• Your assignment
Copy each line from the records below in which the word "background" is found.

*** Source information ***

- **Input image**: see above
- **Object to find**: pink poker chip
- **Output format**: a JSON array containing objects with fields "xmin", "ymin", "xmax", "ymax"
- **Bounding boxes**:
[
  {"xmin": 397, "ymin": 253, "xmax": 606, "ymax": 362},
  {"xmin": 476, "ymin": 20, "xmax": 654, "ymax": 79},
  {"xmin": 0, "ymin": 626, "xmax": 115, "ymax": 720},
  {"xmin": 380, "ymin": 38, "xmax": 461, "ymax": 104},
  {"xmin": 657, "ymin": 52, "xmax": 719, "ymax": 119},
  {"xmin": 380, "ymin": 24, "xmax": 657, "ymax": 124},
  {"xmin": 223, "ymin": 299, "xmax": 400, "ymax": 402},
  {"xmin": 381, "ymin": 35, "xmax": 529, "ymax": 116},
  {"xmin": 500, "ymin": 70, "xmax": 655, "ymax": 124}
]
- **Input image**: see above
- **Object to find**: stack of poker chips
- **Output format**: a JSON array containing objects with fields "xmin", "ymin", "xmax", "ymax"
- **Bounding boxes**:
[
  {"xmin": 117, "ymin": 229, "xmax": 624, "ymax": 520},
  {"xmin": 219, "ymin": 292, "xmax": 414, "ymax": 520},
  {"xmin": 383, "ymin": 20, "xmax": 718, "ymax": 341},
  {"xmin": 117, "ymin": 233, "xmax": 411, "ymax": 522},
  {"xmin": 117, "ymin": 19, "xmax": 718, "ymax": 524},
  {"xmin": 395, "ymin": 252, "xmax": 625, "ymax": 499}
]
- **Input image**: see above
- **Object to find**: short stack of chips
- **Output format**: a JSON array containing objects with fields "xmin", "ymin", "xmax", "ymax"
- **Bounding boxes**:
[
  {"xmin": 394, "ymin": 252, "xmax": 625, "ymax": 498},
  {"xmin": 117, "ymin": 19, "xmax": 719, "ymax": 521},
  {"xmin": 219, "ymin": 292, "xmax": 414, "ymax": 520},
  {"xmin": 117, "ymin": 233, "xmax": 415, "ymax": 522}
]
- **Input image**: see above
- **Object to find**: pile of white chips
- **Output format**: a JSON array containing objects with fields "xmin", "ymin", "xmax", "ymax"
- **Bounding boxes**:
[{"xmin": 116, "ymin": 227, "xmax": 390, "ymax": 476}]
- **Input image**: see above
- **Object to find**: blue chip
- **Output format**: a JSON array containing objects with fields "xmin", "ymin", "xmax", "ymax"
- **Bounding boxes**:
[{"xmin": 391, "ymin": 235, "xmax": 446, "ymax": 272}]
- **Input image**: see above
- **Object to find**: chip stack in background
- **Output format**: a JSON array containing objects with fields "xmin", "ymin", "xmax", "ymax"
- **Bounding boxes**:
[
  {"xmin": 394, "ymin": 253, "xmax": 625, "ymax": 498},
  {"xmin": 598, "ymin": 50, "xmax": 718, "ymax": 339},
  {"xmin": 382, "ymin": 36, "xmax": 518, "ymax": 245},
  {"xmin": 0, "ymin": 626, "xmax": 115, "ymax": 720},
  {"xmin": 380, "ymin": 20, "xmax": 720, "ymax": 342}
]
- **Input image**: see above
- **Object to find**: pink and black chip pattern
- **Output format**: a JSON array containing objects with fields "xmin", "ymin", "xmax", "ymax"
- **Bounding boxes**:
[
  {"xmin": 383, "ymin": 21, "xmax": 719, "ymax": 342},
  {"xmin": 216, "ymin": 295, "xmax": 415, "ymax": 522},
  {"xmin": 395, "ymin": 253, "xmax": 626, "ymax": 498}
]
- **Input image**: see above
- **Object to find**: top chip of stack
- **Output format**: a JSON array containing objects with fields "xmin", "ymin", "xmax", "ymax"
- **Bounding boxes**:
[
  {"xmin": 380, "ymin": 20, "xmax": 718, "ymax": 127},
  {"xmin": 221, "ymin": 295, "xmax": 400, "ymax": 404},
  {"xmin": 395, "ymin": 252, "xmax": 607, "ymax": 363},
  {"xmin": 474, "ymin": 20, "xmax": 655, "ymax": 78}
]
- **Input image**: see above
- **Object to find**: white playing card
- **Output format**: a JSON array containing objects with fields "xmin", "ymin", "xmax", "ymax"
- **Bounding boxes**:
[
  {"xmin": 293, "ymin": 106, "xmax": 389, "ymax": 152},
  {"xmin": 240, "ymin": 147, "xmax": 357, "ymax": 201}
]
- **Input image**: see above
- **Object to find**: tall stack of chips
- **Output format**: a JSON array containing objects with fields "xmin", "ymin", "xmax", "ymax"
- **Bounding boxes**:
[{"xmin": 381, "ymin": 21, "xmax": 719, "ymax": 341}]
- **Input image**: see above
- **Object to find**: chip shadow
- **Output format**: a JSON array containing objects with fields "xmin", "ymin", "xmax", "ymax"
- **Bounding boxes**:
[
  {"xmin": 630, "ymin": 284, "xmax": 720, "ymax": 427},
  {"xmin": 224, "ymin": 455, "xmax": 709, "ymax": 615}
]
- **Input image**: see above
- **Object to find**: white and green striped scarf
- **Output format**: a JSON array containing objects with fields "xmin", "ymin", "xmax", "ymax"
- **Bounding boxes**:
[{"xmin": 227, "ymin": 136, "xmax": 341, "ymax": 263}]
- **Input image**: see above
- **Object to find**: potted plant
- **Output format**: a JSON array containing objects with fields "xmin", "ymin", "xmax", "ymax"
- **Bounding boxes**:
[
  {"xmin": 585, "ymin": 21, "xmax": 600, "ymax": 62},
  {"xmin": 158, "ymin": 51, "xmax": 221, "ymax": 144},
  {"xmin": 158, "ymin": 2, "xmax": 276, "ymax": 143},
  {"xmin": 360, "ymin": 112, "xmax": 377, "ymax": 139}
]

***
*** Source information ***

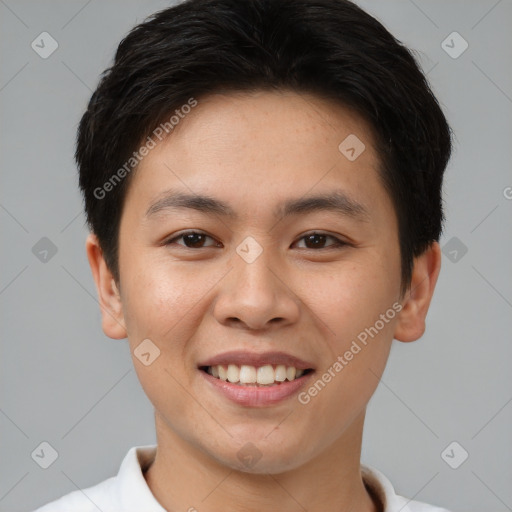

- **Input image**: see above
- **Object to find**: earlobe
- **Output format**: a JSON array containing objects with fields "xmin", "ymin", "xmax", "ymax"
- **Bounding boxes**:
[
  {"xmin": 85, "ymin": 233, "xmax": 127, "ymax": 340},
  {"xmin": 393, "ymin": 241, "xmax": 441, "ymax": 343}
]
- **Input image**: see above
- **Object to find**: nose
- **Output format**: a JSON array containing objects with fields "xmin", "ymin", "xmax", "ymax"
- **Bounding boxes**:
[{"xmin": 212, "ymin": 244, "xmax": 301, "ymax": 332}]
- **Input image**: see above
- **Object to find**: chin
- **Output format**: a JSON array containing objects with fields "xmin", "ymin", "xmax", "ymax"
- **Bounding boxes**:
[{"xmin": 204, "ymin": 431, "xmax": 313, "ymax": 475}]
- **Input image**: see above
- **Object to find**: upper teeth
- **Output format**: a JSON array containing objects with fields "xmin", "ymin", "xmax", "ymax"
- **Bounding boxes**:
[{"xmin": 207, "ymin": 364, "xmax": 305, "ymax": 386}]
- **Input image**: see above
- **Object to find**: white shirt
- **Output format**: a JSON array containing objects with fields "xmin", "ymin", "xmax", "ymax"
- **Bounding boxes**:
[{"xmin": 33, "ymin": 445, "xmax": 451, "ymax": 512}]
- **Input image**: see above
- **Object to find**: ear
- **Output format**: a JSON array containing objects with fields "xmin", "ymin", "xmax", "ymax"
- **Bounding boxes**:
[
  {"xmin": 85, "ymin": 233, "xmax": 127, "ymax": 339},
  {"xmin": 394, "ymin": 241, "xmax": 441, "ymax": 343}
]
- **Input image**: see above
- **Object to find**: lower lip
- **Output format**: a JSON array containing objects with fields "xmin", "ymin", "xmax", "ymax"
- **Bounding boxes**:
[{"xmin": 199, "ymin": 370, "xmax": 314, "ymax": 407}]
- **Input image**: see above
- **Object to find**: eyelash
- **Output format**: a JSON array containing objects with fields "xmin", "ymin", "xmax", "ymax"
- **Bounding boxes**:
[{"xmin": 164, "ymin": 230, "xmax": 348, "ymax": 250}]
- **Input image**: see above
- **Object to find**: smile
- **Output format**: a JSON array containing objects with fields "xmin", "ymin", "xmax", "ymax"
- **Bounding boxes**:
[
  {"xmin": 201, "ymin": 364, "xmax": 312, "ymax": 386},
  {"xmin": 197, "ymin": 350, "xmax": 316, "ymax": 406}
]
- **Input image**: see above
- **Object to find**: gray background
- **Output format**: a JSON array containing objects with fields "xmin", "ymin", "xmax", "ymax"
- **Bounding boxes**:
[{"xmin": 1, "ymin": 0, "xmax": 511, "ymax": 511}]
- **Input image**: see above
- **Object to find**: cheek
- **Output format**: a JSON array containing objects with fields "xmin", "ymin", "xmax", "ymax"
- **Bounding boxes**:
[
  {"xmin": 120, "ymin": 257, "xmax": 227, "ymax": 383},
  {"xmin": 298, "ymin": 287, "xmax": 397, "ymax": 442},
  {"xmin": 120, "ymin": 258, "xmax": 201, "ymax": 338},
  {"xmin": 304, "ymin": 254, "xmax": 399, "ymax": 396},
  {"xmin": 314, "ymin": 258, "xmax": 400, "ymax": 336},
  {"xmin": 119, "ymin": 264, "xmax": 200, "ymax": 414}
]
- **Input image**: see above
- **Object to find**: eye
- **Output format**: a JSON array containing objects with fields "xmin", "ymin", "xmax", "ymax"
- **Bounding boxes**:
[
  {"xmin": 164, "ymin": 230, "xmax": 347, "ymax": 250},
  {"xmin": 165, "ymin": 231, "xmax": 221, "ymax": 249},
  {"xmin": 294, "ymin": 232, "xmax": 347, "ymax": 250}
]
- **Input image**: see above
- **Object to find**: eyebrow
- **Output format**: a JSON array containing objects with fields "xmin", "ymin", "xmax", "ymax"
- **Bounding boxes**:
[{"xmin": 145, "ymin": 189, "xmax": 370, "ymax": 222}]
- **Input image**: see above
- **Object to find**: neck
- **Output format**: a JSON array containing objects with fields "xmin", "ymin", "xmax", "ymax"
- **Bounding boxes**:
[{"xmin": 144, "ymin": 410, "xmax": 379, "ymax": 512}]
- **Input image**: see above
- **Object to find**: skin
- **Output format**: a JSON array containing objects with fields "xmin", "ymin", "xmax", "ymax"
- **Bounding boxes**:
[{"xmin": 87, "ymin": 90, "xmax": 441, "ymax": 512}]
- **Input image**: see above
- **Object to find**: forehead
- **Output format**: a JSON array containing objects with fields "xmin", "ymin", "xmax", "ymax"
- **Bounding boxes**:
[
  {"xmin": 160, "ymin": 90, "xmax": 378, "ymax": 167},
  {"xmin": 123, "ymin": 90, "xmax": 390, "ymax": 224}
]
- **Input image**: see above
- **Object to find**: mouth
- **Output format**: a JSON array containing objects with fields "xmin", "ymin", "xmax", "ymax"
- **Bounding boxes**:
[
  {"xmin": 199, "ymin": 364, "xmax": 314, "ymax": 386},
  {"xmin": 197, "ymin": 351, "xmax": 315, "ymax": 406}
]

***

• Reply
- **Object to find**: chip stack in background
- **Object to find**: gray background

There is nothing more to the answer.